Per lo Shuttle non tutto è perdutoQualcuno aveva affermato l’impossibilità di estendere il Programma Shuttle dato che le linee dei componenti erano ormai definitivamente chiuse. Il Responsabile del Programma ha detto martedì che è “un grande equivoco”, aprendo quindi la porta ad un eventuale estensione dei voli shuttle oltre l’attuale limite di pensionamento, stabilito in settembre 2010.
In effetti la richiesta è partita dal congresso per ottenere un allungamento dell’operatività delle navette, ma il costo corrispondente sarebbe di circa 200 milioni di dollari al mese, equivalenti a 2,4 miliardi all’anno.
Le linee di produzione dei componenti potrebbero ripartire, anche se ci vorrebbero circa due anni da quando si ha la richiesta ufficiale al completamento del primo serbatoio esterno.
Attualmente sono previste ancora 4 missioni Shuttle e i componenti per una quinta sono già disponibili (quelli per un eventuale lancio di soccorso per l’ultima missione) quindi dilatando un po’ i tempi si riuscirebbe a rendere più costante la presenza americana nello spazio: in fondo 5 missioni in due anni non sono un cattivo risultato, sicuramente migliore di nessuna missione in cinque anni
La chiusura del programma Space Shuttle è stata stabilita dal presidente Bush nel 2004 quando ha dato il via al programma Constellation. Da allora sono cambiate molte cose, l’ultima delle quali è stata la cancellazione del Constellation a causa dei ritardi e della poca innovazione di questo sistema.
La cancellazione voluta da Obama e sancita nel bilancio ufficiale previsto per il 2011, ha però reso evidenti quei problemi di ritardo nello sviluppo di un nuovo trasporto umano verso lo spazio.
Dal canto suo, la presidenza ha dato il via alle aziende private aprendo i finanziamenti per chi decide di sviluppare dei sistemi di trasporto spaziale da offrire poi alla NASA. Questo sprone dovrebbe innescare un sistema virtuoso in cui una sorta di concorrenza spinge diverse aziende a creare il veicolo più sicuro ed economico da proporre all’agenzia spaziale americana. Anche i 9000 esuberi alle attività produttive interne alla NASA stessa, dovrebbero venir assorbiti dalla maggior richiesta proveniente dall’ambito privato.
Teniamo presente che il famoso Budget 2011 previsto, non ha subito nessun taglio, anzi è stato incrementato rispetto a quello dell’anno precedente. Gli investimenti che non fanno più parte dei programmi cancellati saranno reindirizzati sulla ricerca e sviluppo delle tecnologie necessarie per fare in modo che i futuri sistemi di trasporto possano basarsi su reali innovazioni, in grado di portarci nello spazio in modo più veloce, più sicuro e più economico.

********************

Quesito proposto A :: Secondo l'estratto sullo Space Shuttle, quanto costerebbe ogni mese prolungare l'operatività delle navette?
Quesito proposto B :: Per favore, prosegui l'estratto sul futuro dello Space Shuttle a partire dall'ultima frase riportata.

Dati forniti ::
********************

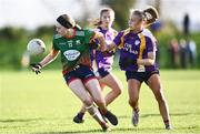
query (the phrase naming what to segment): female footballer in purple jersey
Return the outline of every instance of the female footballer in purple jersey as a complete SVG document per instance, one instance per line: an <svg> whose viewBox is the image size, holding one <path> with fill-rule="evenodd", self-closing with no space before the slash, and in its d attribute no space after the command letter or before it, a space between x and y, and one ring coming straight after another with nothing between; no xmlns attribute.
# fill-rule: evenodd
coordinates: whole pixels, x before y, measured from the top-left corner
<svg viewBox="0 0 200 134"><path fill-rule="evenodd" d="M139 92L142 82L152 90L159 104L160 114L166 128L171 130L169 109L156 65L156 39L144 27L158 19L158 12L150 7L143 11L133 10L130 14L129 28L118 33L108 50L120 49L120 69L126 71L129 90L129 104L132 107L132 124L139 123Z"/></svg>
<svg viewBox="0 0 200 134"><path fill-rule="evenodd" d="M103 131L110 130L104 117L113 124L118 118L107 110L101 87L91 70L89 55L90 40L98 39L101 51L106 50L102 33L79 28L74 20L62 14L57 19L57 32L53 37L53 45L50 53L39 63L31 64L37 74L40 70L52 62L58 53L61 53L63 78L71 91L84 103L87 111L101 125ZM94 106L93 102L100 107Z"/></svg>
<svg viewBox="0 0 200 134"><path fill-rule="evenodd" d="M103 33L107 44L111 43L117 35L117 31L111 28L113 20L114 11L110 8L104 8L100 11L100 21L94 23L94 25L98 25L96 31ZM111 89L111 91L106 95L107 105L109 105L122 92L122 83L111 73L113 55L113 51L109 51L103 55L99 50L91 50L91 60L97 64L97 75L99 78L101 90L103 90L106 85ZM82 123L84 113L86 106L83 105L80 112L73 117L73 122Z"/></svg>

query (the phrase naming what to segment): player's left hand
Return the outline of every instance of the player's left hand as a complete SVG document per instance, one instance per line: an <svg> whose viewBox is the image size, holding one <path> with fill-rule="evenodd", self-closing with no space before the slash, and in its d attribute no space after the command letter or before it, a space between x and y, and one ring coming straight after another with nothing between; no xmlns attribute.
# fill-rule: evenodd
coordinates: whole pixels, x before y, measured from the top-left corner
<svg viewBox="0 0 200 134"><path fill-rule="evenodd" d="M41 70L42 65L40 63L32 63L30 65L31 65L32 72L36 72L36 74L41 73L40 70Z"/></svg>

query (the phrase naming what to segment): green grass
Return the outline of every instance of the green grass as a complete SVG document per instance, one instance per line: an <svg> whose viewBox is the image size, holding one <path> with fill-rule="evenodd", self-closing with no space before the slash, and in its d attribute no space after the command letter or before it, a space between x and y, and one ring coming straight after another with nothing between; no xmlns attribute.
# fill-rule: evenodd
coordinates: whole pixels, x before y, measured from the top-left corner
<svg viewBox="0 0 200 134"><path fill-rule="evenodd" d="M109 109L119 117L110 134L198 134L200 133L200 71L161 71L173 131L163 130L153 94L146 84L140 93L140 124L131 125L127 83L123 72L114 71L124 84L123 94ZM108 91L108 89L106 89ZM0 72L0 133L100 134L99 125L86 115L74 124L81 102L66 86L60 71Z"/></svg>

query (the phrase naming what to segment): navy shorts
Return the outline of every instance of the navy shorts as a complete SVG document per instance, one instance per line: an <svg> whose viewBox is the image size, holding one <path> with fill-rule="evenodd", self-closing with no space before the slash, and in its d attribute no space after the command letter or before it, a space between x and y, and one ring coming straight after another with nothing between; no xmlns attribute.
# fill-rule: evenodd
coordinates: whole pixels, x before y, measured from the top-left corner
<svg viewBox="0 0 200 134"><path fill-rule="evenodd" d="M83 83L87 83L91 79L97 79L91 68L87 65L77 65L72 71L63 75L67 84L69 85L76 79L80 79Z"/></svg>
<svg viewBox="0 0 200 134"><path fill-rule="evenodd" d="M101 78L104 78L104 76L107 76L108 74L110 74L110 72L109 72L108 70L103 69L103 68L100 68L100 69L98 70L98 73L99 73L99 75L100 75Z"/></svg>
<svg viewBox="0 0 200 134"><path fill-rule="evenodd" d="M133 71L126 71L127 81L130 79L136 79L139 82L146 82L148 83L149 78L152 74L159 74L159 71L151 71L151 72L133 72Z"/></svg>

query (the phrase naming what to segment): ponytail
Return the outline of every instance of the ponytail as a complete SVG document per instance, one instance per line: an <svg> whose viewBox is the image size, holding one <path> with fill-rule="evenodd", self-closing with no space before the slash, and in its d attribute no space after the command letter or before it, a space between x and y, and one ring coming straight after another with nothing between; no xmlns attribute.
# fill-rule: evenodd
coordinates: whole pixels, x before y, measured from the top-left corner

********************

Risposta corretta A :: Circa 200 milioni di dollari al mese.

Risposta corretta B ::
Ricapitolando, John Shannon, lo Shuttle Program Manager al Johnson Space Center di Houston dice chiaramente che gli unici problemi sono il riavvio delle catene di produzione dei componenti e la ricertificazione degli Orbiter.
Per il primo problema non c’è nessun grosso impedimento grazie al fatto che i grossi appaltatori del sistema Shuttle sono tutte industrie che non lavorano esclusivamente per la NASA. Per esempio la North Carolina Foam Industries, quella che costruisce il rivestimento in schiuma del serbatoio esterno, è uno dei principali produttori continentali di materiali d’isolamento termico e quindi per loro il contratto con la NASA è una parte trascurabile della loro produzione. E così per molte altre aziende. Per loro si tratterebbe solo di ripristinare delle linee di produzione e nulla più.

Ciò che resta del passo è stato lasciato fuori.